- [Aim] Your output must consist solely of the lines from the one containing "Could you spot the harvester frame" through the end of the records, reproduced exactly.
---- Given data
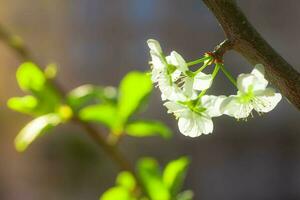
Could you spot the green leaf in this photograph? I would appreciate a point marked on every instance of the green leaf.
(102, 113)
(86, 94)
(185, 195)
(174, 174)
(126, 180)
(117, 193)
(147, 128)
(30, 77)
(150, 175)
(134, 88)
(34, 129)
(26, 104)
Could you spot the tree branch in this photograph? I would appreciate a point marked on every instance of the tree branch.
(17, 45)
(249, 43)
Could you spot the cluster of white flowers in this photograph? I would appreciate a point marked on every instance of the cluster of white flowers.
(184, 91)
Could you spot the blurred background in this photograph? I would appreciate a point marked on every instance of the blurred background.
(98, 42)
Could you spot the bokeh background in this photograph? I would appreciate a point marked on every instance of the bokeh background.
(98, 41)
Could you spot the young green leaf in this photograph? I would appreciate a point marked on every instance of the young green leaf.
(126, 180)
(30, 77)
(26, 104)
(147, 128)
(150, 175)
(117, 193)
(34, 129)
(102, 113)
(134, 88)
(86, 94)
(185, 195)
(174, 174)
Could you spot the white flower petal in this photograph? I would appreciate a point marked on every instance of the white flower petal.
(175, 75)
(177, 109)
(154, 46)
(212, 104)
(266, 101)
(195, 125)
(233, 107)
(188, 88)
(202, 81)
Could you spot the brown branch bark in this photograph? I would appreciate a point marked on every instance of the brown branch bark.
(244, 39)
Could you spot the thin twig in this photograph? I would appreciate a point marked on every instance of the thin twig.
(249, 43)
(18, 46)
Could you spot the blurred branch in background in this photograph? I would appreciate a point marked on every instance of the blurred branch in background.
(17, 44)
(243, 38)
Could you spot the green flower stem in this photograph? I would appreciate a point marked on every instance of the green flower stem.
(195, 62)
(228, 75)
(214, 74)
(202, 67)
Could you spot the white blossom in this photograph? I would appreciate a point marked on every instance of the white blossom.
(253, 93)
(195, 121)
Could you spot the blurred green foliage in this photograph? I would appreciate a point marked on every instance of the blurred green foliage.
(158, 184)
(114, 108)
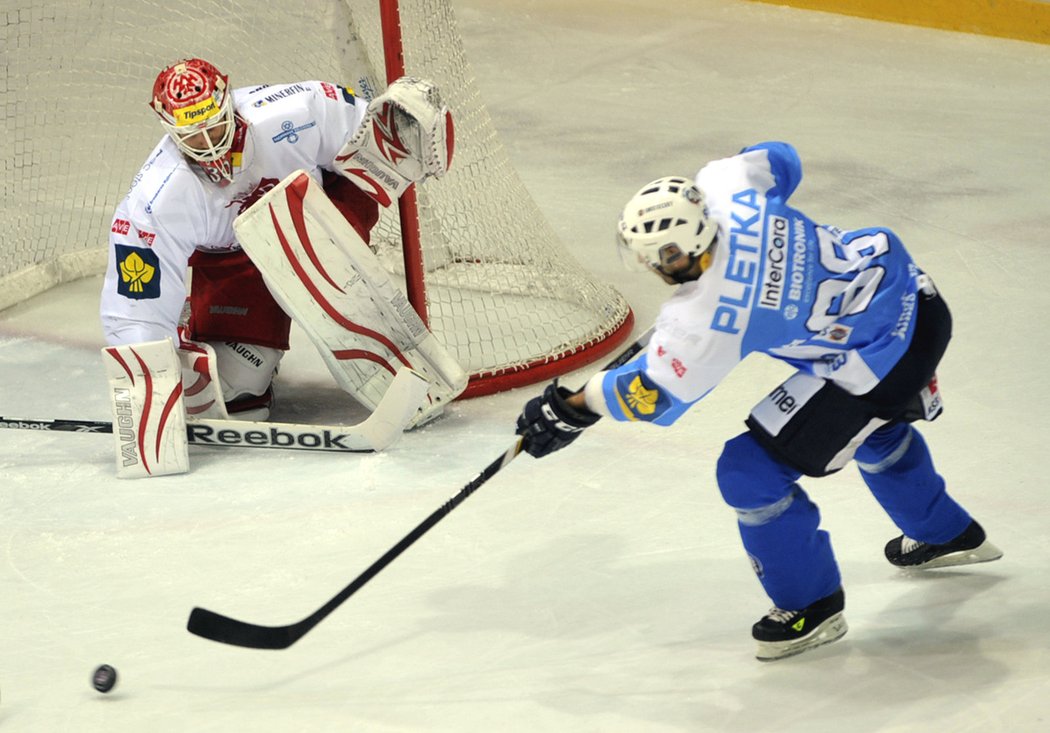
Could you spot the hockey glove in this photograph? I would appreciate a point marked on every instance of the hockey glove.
(406, 135)
(549, 423)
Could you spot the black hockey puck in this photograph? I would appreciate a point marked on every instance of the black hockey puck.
(104, 678)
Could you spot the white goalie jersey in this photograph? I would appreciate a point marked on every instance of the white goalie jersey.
(170, 210)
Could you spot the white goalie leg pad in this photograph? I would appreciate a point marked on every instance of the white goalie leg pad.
(149, 419)
(406, 135)
(330, 283)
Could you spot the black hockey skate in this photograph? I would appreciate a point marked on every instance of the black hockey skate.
(783, 633)
(969, 547)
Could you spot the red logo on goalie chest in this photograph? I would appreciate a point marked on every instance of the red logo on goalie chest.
(246, 200)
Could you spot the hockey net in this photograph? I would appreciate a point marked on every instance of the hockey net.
(501, 290)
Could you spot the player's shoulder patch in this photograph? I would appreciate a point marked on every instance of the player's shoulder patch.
(140, 270)
(336, 91)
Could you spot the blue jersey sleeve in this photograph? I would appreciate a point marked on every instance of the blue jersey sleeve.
(785, 165)
(631, 395)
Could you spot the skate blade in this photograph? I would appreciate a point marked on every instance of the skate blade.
(985, 552)
(832, 630)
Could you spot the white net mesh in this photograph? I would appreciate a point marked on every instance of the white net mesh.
(502, 291)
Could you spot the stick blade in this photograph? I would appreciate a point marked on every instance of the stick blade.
(226, 630)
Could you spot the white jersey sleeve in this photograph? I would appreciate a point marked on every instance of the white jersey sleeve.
(684, 361)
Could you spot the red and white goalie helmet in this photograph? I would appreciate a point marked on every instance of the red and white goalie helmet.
(193, 101)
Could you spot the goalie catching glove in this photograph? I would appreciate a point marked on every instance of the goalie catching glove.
(406, 135)
(548, 423)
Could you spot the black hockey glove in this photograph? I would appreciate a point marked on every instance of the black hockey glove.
(549, 423)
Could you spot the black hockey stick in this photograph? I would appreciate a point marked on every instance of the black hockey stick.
(227, 630)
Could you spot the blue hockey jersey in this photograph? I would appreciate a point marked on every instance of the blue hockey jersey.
(838, 305)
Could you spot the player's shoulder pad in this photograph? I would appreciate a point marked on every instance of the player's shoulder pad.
(784, 165)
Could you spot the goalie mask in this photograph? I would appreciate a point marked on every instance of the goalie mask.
(193, 101)
(666, 221)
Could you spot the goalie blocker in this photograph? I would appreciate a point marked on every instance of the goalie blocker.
(324, 276)
(152, 434)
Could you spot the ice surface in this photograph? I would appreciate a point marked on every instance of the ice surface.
(603, 588)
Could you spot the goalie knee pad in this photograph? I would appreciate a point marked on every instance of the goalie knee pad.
(246, 372)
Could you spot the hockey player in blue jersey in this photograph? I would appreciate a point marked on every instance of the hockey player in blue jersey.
(851, 311)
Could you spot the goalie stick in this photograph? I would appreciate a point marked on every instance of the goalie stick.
(222, 628)
(379, 431)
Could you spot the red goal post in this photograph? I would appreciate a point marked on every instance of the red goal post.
(485, 270)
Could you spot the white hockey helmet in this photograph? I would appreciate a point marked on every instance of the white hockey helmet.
(192, 99)
(667, 220)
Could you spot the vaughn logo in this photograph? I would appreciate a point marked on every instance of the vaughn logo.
(320, 439)
(124, 426)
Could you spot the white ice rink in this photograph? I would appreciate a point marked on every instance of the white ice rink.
(604, 588)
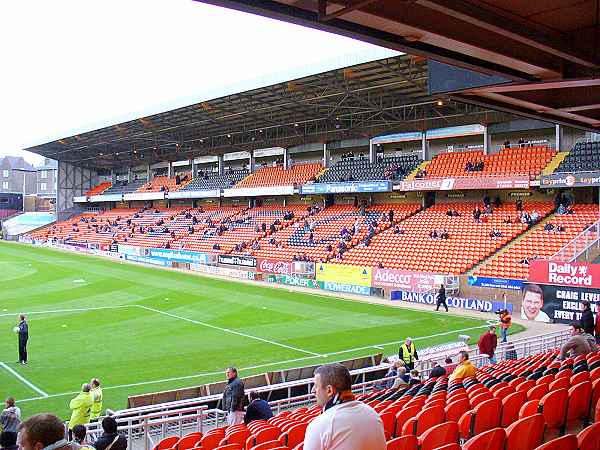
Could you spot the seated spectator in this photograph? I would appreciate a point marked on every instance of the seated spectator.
(579, 344)
(110, 438)
(415, 377)
(437, 371)
(464, 369)
(258, 409)
(402, 378)
(450, 366)
(345, 423)
(8, 440)
(10, 418)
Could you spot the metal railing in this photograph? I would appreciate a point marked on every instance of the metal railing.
(579, 245)
(145, 426)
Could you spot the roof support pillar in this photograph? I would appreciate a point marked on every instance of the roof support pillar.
(558, 130)
(325, 155)
(220, 165)
(487, 140)
(286, 158)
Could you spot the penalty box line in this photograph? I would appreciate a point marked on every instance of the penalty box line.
(24, 380)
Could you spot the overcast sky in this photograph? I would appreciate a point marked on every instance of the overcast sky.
(70, 66)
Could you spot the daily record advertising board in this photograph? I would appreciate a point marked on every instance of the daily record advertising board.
(555, 291)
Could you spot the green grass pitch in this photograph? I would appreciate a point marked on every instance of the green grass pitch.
(141, 329)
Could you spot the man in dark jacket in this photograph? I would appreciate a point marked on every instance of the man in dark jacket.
(110, 438)
(233, 398)
(258, 409)
(587, 318)
(23, 337)
(488, 342)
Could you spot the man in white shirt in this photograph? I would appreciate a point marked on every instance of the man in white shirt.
(345, 424)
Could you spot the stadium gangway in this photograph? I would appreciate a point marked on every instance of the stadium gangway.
(579, 245)
(160, 423)
(289, 386)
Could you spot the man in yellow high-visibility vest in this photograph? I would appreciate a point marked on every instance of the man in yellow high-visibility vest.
(408, 353)
(96, 394)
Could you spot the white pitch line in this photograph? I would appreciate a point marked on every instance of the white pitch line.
(227, 330)
(24, 380)
(56, 311)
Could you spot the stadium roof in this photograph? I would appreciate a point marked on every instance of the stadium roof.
(548, 51)
(359, 101)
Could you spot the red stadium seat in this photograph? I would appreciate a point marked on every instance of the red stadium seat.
(488, 440)
(589, 438)
(443, 434)
(403, 443)
(567, 442)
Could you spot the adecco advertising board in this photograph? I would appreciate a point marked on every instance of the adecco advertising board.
(408, 281)
(342, 274)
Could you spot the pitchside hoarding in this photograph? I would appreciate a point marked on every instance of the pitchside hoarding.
(408, 281)
(464, 183)
(565, 273)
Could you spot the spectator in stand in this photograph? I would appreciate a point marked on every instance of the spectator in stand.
(81, 407)
(233, 397)
(464, 369)
(579, 344)
(10, 418)
(97, 397)
(79, 433)
(450, 366)
(43, 431)
(437, 371)
(111, 439)
(441, 298)
(8, 440)
(345, 424)
(408, 353)
(258, 409)
(415, 377)
(488, 342)
(587, 318)
(505, 323)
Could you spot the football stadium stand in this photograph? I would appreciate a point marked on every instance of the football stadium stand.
(508, 161)
(278, 176)
(412, 248)
(530, 403)
(212, 180)
(389, 168)
(99, 189)
(162, 183)
(541, 242)
(123, 187)
(584, 156)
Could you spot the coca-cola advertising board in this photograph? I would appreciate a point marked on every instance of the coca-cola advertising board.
(405, 280)
(570, 274)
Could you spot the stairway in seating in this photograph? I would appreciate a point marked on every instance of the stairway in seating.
(510, 244)
(555, 162)
(422, 166)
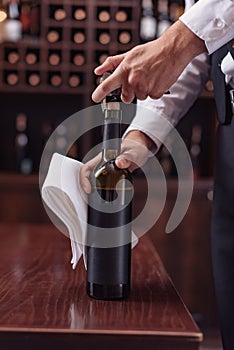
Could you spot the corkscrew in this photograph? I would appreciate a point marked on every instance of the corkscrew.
(113, 99)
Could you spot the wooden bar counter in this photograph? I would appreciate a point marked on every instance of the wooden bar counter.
(43, 302)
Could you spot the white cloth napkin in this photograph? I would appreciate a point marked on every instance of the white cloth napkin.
(227, 67)
(62, 193)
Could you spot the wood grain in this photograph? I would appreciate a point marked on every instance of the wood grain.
(41, 294)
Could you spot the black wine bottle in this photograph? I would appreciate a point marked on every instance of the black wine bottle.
(108, 240)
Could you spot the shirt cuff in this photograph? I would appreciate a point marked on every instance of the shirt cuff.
(158, 126)
(211, 21)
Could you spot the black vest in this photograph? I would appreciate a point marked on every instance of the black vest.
(221, 90)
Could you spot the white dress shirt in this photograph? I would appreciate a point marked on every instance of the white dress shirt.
(212, 20)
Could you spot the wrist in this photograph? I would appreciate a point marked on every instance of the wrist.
(186, 44)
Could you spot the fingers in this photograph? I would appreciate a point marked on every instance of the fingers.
(85, 172)
(112, 83)
(111, 63)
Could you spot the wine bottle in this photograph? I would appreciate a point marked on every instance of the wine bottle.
(54, 35)
(121, 16)
(124, 37)
(104, 15)
(108, 240)
(74, 80)
(13, 57)
(164, 21)
(104, 37)
(12, 25)
(24, 162)
(148, 22)
(55, 79)
(11, 78)
(33, 78)
(60, 14)
(79, 13)
(54, 58)
(78, 37)
(77, 58)
(32, 57)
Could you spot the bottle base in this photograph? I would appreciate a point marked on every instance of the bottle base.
(108, 292)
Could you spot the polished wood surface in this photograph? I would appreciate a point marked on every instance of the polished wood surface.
(43, 302)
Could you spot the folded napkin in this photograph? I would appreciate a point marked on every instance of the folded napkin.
(62, 193)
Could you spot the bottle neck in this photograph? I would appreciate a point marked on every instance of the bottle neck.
(112, 135)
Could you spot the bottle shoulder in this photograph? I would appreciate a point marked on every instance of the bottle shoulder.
(109, 169)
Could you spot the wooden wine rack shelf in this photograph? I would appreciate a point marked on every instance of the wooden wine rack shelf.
(91, 48)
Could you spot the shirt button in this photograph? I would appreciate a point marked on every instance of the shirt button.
(219, 23)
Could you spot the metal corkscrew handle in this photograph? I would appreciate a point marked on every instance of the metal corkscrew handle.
(114, 96)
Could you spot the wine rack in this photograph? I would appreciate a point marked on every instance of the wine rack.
(75, 36)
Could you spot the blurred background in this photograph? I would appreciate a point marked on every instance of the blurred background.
(48, 51)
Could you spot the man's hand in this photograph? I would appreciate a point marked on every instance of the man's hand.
(150, 69)
(134, 154)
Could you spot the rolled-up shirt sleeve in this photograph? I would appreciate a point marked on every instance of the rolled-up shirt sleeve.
(156, 118)
(212, 21)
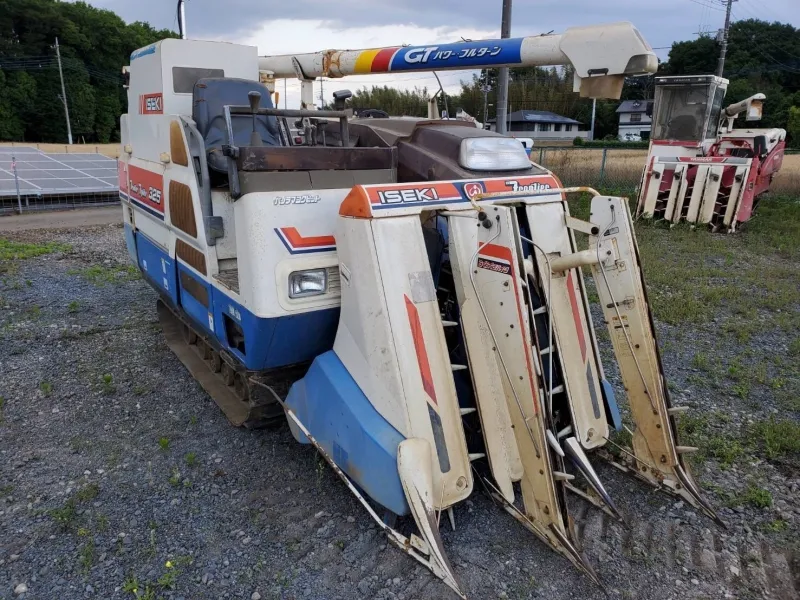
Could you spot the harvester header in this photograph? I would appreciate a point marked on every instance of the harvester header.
(407, 293)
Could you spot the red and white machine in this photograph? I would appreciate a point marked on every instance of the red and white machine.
(700, 169)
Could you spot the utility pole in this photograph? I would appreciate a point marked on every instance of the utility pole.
(724, 49)
(182, 18)
(63, 93)
(502, 76)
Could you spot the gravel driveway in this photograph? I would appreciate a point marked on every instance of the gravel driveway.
(119, 478)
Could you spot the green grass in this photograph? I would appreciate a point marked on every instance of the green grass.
(107, 383)
(776, 526)
(101, 275)
(724, 449)
(776, 227)
(694, 275)
(65, 516)
(754, 496)
(778, 438)
(700, 361)
(87, 555)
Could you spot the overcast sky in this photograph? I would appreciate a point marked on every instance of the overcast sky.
(310, 25)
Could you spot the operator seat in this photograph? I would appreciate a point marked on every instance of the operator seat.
(209, 96)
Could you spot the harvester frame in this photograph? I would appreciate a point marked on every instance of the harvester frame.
(417, 283)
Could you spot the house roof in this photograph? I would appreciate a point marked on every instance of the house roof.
(634, 106)
(538, 116)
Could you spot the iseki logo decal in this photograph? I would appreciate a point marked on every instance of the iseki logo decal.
(299, 199)
(151, 104)
(408, 196)
(491, 265)
(515, 186)
(145, 192)
(472, 189)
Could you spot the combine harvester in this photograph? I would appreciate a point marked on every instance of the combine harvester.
(427, 272)
(699, 168)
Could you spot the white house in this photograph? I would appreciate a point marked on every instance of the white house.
(541, 125)
(634, 122)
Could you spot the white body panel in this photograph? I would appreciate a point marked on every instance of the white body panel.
(391, 341)
(571, 333)
(487, 376)
(260, 248)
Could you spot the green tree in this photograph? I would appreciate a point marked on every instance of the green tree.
(793, 126)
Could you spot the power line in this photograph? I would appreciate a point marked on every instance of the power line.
(706, 5)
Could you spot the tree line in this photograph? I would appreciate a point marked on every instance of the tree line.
(94, 45)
--------
- [Answer to the task]
Could you spot the harvester frame in this photograph? I would appreciate a point marked on every instance of the harvester frame.
(417, 283)
Could you spot the house roof in this photograph? I would appreciate a point marked on every instance of the house roof.
(634, 106)
(538, 116)
Could you spot the iseki logo decal in this photograph? I would appreciate a point marked on every instance of the iseki logo decal.
(299, 199)
(151, 104)
(408, 196)
(491, 265)
(515, 186)
(145, 192)
(472, 189)
Could you spot the combine harvester in this photograph? I would appreciate a point marked on every instance of the combine harvester.
(427, 272)
(699, 168)
Could you spot the white house in this photograph? I would appreciate a point marked on every instance of the white house.
(541, 125)
(634, 122)
Could you spot the white body panel in this photograph? I would appreciate a point marked on every instance of the white body panel.
(391, 341)
(571, 333)
(487, 376)
(260, 248)
Could you spot the green tree in this photograph? I would appreciate a point marked on every instance of the green tree.
(793, 126)
Could you spot the power line in this photograph? I would appreciate a point marked on every instance of the power line.
(706, 5)
Could you spot the tree line in this photograph? I would appreciate a point marked on every instance of the tree line.
(94, 45)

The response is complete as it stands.